◆ **Recorded data**:
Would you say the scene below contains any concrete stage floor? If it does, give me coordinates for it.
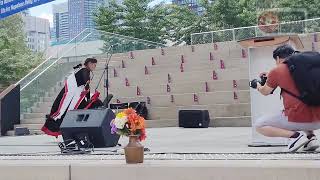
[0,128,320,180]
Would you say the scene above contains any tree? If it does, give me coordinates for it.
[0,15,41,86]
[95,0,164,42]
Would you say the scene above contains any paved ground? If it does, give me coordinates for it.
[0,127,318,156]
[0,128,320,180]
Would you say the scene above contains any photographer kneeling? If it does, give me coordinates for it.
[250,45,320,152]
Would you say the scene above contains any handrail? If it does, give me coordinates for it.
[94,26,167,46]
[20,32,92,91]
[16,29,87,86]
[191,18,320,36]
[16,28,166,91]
--
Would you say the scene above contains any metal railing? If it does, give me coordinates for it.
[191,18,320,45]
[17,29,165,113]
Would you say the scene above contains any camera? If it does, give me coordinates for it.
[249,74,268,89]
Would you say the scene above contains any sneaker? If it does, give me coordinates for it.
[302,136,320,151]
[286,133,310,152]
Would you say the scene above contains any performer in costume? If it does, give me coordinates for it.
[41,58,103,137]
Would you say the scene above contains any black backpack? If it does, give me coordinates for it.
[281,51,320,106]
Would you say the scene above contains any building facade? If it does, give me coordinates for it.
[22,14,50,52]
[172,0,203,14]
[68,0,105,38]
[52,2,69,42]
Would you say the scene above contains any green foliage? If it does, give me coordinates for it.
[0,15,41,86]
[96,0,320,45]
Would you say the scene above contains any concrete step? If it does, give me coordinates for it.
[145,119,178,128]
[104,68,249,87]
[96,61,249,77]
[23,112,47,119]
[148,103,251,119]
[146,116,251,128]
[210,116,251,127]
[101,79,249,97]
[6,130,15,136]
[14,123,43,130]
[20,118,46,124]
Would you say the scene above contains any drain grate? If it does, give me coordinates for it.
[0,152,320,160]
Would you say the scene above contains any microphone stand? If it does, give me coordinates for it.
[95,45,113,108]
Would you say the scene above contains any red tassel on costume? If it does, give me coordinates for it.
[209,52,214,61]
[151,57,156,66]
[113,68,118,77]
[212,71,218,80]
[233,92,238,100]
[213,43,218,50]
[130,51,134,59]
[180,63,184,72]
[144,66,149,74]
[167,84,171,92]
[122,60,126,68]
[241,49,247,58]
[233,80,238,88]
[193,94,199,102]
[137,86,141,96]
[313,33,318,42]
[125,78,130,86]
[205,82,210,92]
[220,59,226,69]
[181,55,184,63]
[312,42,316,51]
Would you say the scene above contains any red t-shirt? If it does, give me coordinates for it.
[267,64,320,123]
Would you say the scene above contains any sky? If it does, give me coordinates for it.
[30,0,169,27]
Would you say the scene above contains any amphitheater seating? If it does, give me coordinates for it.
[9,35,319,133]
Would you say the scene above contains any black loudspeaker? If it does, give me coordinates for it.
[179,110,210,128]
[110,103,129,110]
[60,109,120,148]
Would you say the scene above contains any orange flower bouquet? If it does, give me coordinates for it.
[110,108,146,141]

◆ **The task**:
Copy out the material verbatim, everything from the line containing "Would you say the scene below" down to the line containing "[16,28,166,91]", with both of those lines included. Omit the pictures.

◆ **Completed exercise**:
Would you say the scene below contains any concrete stage floor? If it does, give me coordinates for it.
[0,128,320,180]
Would you say the scene above contains any tree? If it does, give me coordinates for it.
[0,15,41,86]
[95,0,164,42]
Would you say the scene above contains any paved ground? If it does, give me coordinates for it.
[0,127,318,156]
[0,128,320,180]
Would you say the scene above contains any photographer kneeling? If it does, give me coordinates for it.
[250,45,320,152]
Would you say the scene above contains any handrail? If it does, give me coordinates for it.
[94,26,167,46]
[20,32,92,91]
[16,29,87,86]
[191,18,320,36]
[16,28,166,91]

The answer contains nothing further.